### TRECHO CITADO
========================================================================

Valores \< 50–70 mEq/L indicam resposta inadequada → necessidade de intensificar terapia.
Mensagem prática: não espere o dia seguinte — use o NaU 2h para ajustar a dose e evitar resistência precoce.
###### **Caso 4 — Diurese travada na IC + DRC: o que fazer?**
Uma mulher de 53 anos com histórico de insuficiência cardíaca com fração de ejeção preservada (FEVE 55%), diabetes, hipertensão e doença renal crônica (DRC) — KDIGO estágio G4 A3 — é hospitalizada com exacerbação de IC. As medicações ambulatoriais incluem lisinopril, metoprolol succinato, dapagliflozina e furosemida 160mg/dia.
Na admissão:
• Pressão arterial: 110/70 mmHg
• Frequência cardíaca: 80 bpm
• Frequência respiratória: 24 irpm
• Temperatura: 37,3°C
Os exames iniciais mostram:
• Sódio: 132 mEq/L
• Potássio: 4,5 mEq/L
• Cloreto: 92 mEq/L
• Creatinina sérica: 3,1 mg/dL (basal)
• Ureia: 55 mg/dL
• NT-proBNP: 5.000 pg/mL.
A paciente recebeu furosemida intravenosa 200 mg duas vezes ao dia, mas, nas primeiras 24 horas, o balanço hídrico foi +300 mL, sem perda de peso e permanecendo em uso de oxigênio 4–6 L/min.
**Próximo passo?**
a) Aumentar furosemida
b) Trocar para bumetanida
c) Associar tiazidico
d) Suspender IECA
e) Iniciar ultrafiltração
**Resposta correta: (c) Associar tiazidico.**
O quadro é de resistência diurética, causada por remodelamento distal e ativação do RAAS.
A estratégia é o bloqueio sequencial do néfron — combinando diuréticos de alças e tiazídicos (metolazona, clortalidona, hidroclorotiazida) ou acetazolamida (ADVOR trial).
Mensagem prática: se o rim “fecha a torneira”, ataque o néfron em sequência — loop + tiazídico ou acetazolamida.

###### **Caso 5 — IC refratária com piora da creatinina: continuar forçando diurese?**
Homem de 60 anos, IC grave, hipotenso (90/60 mmHg), em altas doses de diurético e tiazídico, com diurese \< 1 L/dia e lactato 4 mmol/L. Conduta?
a) Infusão contínua + acetazolamida
b) Bumetanida em infusão
c) Metolazona pré-loop
d) Cateterismo direito
e) Ultrafiltração
Quando há hipotensão, resposta inadequada e incerteza hemodinâmica, é hora de medir — não de aumentar o diurético. O cateterismo direito permite diferenciar congestão venosa vs baixo débito e guiar inotrópicos ou suporte mecânico.

========================================================================

### MATERIAL EXTRAÍDO
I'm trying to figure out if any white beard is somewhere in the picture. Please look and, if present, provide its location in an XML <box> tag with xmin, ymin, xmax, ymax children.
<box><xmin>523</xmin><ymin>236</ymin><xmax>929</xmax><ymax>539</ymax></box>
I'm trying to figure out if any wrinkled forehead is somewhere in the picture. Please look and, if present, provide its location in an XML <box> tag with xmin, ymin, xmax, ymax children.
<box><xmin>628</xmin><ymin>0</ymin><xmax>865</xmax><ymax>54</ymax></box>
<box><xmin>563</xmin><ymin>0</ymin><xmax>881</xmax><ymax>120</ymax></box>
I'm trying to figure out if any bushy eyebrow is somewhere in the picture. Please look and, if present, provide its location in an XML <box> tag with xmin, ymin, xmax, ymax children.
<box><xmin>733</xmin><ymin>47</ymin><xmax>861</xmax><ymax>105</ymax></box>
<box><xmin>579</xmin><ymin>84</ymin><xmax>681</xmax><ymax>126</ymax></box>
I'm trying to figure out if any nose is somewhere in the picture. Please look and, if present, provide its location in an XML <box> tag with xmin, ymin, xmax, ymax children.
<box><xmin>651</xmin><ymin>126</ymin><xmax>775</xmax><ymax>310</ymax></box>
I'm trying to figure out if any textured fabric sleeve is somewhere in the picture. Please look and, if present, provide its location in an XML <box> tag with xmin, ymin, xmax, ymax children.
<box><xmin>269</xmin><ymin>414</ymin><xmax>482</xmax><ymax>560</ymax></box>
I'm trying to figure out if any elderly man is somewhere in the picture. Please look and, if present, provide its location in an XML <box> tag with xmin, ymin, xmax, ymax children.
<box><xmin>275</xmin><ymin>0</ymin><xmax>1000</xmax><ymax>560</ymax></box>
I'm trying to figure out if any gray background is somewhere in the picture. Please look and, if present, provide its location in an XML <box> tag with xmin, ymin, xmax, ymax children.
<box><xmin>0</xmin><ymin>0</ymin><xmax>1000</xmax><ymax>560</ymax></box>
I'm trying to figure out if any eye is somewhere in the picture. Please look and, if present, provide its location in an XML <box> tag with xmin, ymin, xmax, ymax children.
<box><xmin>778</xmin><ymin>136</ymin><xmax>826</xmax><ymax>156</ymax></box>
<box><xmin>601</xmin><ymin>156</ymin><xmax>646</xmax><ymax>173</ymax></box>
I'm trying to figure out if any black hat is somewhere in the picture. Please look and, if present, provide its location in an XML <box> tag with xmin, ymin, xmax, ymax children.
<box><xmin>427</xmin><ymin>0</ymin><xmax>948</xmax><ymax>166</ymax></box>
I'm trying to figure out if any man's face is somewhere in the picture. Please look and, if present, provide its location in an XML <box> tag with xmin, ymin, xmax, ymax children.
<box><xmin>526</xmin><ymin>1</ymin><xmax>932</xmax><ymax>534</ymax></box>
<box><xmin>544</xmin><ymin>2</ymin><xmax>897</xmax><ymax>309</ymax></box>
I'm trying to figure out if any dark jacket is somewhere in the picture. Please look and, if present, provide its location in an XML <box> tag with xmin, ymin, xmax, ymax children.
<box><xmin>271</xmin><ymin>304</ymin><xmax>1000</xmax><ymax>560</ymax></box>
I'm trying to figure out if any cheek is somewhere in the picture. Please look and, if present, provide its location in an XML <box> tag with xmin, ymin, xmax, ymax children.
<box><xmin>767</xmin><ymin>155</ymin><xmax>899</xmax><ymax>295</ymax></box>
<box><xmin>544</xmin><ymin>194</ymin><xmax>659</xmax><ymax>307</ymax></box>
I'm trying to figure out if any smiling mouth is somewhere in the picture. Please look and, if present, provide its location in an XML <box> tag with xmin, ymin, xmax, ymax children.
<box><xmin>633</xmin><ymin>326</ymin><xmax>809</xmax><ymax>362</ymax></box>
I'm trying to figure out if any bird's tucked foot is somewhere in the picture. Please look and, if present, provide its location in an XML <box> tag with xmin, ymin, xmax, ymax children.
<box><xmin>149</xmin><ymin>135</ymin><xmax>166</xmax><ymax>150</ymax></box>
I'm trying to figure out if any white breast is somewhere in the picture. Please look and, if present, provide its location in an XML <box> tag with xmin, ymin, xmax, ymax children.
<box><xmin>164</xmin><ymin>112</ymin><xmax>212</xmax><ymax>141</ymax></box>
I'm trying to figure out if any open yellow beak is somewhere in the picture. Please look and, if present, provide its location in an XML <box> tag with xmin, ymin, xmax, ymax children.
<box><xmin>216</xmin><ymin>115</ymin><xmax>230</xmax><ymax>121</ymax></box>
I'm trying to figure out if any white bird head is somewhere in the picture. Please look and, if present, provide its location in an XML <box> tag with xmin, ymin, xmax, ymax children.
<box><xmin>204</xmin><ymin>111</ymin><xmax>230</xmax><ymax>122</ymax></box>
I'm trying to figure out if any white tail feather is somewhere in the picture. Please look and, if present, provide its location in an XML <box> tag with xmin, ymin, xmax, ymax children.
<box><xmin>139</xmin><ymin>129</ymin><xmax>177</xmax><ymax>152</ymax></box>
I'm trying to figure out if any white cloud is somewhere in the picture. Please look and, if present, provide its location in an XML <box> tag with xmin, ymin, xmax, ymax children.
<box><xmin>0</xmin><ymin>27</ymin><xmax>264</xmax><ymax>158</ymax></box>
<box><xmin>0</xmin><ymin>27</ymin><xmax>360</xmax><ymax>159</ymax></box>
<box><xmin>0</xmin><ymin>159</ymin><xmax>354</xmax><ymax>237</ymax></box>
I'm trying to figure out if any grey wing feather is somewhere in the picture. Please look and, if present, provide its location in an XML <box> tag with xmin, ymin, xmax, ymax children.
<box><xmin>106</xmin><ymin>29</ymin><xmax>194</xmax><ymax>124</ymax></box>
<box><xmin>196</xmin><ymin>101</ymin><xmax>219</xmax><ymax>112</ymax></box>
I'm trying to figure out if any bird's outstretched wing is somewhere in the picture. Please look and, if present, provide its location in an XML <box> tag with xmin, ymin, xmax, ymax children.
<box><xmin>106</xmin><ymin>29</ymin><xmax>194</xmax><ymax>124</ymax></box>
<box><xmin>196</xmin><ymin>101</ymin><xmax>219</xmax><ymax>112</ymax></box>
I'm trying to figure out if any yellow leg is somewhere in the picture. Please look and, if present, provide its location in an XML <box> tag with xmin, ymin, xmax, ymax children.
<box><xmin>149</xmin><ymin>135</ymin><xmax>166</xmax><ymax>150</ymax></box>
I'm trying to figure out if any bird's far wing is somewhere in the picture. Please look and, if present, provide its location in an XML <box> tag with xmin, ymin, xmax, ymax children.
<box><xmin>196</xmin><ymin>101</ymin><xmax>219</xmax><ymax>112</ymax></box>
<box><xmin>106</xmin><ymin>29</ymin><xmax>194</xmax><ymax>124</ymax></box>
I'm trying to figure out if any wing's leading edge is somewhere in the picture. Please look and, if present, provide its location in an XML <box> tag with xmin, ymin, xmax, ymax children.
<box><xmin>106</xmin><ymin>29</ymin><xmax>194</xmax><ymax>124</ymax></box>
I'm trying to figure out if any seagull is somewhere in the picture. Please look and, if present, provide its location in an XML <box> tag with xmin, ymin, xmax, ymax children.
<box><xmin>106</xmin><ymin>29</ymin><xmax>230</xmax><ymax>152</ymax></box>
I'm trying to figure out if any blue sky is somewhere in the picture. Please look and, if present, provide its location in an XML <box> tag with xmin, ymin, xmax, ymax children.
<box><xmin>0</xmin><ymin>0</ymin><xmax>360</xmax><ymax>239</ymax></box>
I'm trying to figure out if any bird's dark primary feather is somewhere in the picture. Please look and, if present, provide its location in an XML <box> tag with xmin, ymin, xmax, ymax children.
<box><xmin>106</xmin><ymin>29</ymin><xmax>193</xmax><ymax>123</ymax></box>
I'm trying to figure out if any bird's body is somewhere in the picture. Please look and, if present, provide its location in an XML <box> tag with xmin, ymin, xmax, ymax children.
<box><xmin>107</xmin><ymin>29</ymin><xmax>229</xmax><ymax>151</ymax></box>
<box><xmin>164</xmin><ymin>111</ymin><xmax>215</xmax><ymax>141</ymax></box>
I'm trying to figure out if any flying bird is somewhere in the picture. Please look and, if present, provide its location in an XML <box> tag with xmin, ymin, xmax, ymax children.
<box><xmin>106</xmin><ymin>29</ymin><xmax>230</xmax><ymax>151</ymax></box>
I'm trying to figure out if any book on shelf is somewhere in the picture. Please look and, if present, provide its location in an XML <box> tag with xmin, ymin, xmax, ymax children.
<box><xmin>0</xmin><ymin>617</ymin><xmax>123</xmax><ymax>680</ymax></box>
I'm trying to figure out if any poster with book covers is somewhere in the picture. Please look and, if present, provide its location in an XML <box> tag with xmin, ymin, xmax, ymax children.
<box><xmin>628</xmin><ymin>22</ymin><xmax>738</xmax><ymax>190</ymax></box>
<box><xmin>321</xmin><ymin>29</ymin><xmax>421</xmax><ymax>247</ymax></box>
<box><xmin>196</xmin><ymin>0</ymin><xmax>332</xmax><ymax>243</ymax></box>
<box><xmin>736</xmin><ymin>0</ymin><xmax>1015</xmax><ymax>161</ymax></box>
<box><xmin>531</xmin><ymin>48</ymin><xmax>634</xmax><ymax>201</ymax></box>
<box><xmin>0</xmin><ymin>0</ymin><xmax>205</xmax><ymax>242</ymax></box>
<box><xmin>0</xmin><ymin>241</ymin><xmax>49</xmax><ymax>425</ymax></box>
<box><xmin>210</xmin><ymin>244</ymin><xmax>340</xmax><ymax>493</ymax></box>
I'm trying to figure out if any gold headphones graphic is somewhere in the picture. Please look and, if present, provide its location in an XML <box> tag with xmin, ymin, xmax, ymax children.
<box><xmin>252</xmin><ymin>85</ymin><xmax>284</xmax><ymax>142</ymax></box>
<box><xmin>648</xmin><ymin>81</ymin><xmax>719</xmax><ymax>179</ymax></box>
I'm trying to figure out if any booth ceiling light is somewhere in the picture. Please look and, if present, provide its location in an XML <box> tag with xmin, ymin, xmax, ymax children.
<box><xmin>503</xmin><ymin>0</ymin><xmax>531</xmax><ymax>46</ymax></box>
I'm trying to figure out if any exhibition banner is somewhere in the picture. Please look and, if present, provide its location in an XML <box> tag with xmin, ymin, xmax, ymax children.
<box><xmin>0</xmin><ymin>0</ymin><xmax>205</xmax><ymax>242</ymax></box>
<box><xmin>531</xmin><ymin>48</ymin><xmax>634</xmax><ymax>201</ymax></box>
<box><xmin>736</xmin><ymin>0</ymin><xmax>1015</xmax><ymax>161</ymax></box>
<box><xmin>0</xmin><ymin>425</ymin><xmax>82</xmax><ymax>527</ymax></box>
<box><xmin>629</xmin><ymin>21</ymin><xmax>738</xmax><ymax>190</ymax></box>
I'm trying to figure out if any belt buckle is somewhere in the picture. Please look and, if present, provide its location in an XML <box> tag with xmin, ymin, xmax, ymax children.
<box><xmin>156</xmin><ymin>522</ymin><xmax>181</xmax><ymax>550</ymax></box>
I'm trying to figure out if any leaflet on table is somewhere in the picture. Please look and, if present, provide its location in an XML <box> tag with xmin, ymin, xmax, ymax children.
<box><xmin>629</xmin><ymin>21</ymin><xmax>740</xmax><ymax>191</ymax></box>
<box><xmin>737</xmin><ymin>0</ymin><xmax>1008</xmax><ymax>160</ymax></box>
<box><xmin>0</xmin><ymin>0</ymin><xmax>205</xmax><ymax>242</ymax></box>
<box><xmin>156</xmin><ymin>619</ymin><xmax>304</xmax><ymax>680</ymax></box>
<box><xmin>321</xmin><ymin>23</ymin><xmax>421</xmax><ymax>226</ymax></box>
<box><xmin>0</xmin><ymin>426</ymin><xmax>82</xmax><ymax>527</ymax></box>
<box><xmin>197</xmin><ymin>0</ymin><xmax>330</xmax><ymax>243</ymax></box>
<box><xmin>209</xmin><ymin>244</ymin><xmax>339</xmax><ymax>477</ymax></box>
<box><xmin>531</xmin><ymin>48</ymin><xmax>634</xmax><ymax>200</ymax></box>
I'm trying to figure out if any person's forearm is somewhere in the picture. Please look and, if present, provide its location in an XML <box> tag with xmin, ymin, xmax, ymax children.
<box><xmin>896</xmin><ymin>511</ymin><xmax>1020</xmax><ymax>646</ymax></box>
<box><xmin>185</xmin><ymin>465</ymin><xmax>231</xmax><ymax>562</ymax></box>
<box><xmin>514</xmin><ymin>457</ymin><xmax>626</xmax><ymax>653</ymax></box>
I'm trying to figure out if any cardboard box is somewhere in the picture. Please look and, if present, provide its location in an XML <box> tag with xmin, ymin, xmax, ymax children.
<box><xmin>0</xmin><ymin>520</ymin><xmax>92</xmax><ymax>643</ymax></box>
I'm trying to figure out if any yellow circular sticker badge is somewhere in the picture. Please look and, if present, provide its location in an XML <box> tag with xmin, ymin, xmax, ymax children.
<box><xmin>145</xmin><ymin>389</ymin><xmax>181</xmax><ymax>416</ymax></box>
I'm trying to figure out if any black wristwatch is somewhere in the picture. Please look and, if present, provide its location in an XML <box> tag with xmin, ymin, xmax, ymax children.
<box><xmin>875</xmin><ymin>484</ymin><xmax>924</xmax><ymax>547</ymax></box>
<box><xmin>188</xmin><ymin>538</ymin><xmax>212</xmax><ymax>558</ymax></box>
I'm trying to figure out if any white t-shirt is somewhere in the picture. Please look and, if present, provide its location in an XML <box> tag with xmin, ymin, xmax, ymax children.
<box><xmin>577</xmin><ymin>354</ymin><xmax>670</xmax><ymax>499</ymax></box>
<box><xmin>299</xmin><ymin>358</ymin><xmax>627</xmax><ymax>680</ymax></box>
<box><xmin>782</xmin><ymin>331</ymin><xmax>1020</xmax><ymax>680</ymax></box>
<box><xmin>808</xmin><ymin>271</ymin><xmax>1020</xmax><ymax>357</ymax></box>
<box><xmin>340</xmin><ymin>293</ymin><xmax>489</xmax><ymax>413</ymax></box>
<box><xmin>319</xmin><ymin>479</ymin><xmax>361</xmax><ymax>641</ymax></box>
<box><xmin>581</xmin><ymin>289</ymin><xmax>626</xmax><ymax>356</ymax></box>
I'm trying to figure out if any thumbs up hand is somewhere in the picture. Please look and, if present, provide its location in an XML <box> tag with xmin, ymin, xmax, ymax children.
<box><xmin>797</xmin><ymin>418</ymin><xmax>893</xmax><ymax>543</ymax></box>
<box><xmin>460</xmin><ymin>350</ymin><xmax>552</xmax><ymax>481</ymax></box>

========================================================================

### ORDEM DE SERVIÇO 1
Responda a cada pergunta sobre o trecho citado:
(a) Qual era a dose diária ambulatorial de furosemida da paciente do Caso 4?
(b) Qual foi o balanço hídrico dessa paciente nas primeiras 24 horas de furosemida intravenosa?
(c) Qual era o lactato do homem descrito no Caso 5?
### ORDEM DE SERVIÇO 2
Reproduza fielmente a parte do trecho citado que começa nas palavras "A estratégia é" e para logo após "ou suporte mecânico.".
### ORDEM DE SERVIÇO 3
Continue o texto sobre os casos clínicos de insuficiência cardíaca a partir do ponto em que ele termina.

### ESPAÇO PARA RESPOSTA 1
(a) 160 mg/dia
(b) +300 mL
(c) 4 mmol/L

### ESPAÇO PARA RESPOSTA 2
A estratégia é o bloqueio sequencial do néfron — combinando diuréticos de alças e tiazídicos (metolazona, clortalidona, hidroclorotiazida) ou acetazolamida (ADVOR trial).
Mensagem prática: se o rim “fecha a torneira”, ataque o néfron em sequência — loop + tiazídico ou acetazolamida.

###### **Caso 5 — IC refratária com piora da creatinina: continuar forçando diurese?**
Homem de 60 anos, IC grave, hipotenso (90/60 mmHg), em altas doses de diurético e tiazídico, com diurese \< 1 L/dia e lactato 4 mmol/L. Conduta?
a) Infusão contínua + acetazolamida
b) Bumetanida em infusão
c) Metolazona pré-loop
d) Cateterismo direito
e) Ultrafiltração
Quando há hipotensão, resposta inadequada e incerteza hemodinâmica, é hora de medir — não de aumentar o diurético. O cateterismo direito permite diferenciar congestão venosa vs baixo débito e guiar inotrópicos ou suporte mecânico.

### ESPAÇO PARA RESPOSTA 3
**Resposta correta: (d) Cateterismo direito.**
Mensagem prática: nem toda “IRA na IC” é volume; às vezes é baixo débito. Quando em dúvida, invista no diagnóstico hemodinâmico.
###### **Caso 6 — Otimizando o tratamento: quais os pilares da GDMT?**
Mulher de 63 anos com ICFE reduzida e DRC leve, descompensada, já compensada e em alta apenas com furosemida. Quais classes devem ser adicionadas?
a) ARNI + iSGLT2
b) ARNI + iSGLT2 + MRA
c) ARNI + MRA
**Resposta correta: (b) ARNI + iSGLT2 + MRA.**
O tratamento moderno da IC reduzida se apoia em 4 pilares:
1\. β-bloqueador
2\. Inibidor RAAS/ARNI
3\. MRA (espironolactona/finerenona)
4\. iSGLT2
Todos com benefícios cardiovasculares e renais, inclusive em TFGe até \~20 mL/min/1,73 m².
O uso rápido e conjunto, como no STRONG-HF trial, reduz mortalidade e internações.
**Mensagem prática: use os quatro pilares precocemente — a inércia terapêutica custa função renal e sobrevida.**
###### **Caso 7 — Hipercalemia com IECA: suspender mesmo?**
Homem de 65 anos, ICFE 35%, DRC G3aA3, K⁺ 5,3 mEq/L, em lisinopril e furosemida. O clínico suspendeu o IECA. Melhor conduta?
a) Iniciar espironolactona
b) Aumentar diurético
c) Reintroduzir IECA + iSGLT2
d) Manter suspensão
e) Metolazona 3x/semana
A retirada de GDMT piora o prognóstico.
Os iSGLT2 reduzem risco de hipercalemia e permitem reintrodução de RAASi.
Alternativas adicionais: patiromer, sacubitril/valsartana (menor risco de hipercalemia), ou rechallenge cuidadoso da dose anterior.
**Resposta correta: (c) Reintroduzir IECA + iSGLT2.**
**Mensagem prática: **hipercalemia controlável não é motivo para suspender IECA — é motivo para adicionar iSGLT2 e pensar em quelante de potássio.
##### **Mensagem final do NefroAtual**
O manejo da disfunção renal na insuficiência cardíaca é um equilíbrio entre congestão, perfusão e proteção neuro-hormonal.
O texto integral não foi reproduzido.